• **Problem to work on**: Rewrite these records with "white hood" replaced by "gray hood" everywhere it appears, leaving everything else as it is.

• **Data for this task**:
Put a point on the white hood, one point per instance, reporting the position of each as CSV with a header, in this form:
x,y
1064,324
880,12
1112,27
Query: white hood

• **Written solution**:
Put a point on the gray hood, one point per instance, reporting the position of each as CSV with a header, in this form:
x,y
1064,324
880,12
1112,27
Query: gray hood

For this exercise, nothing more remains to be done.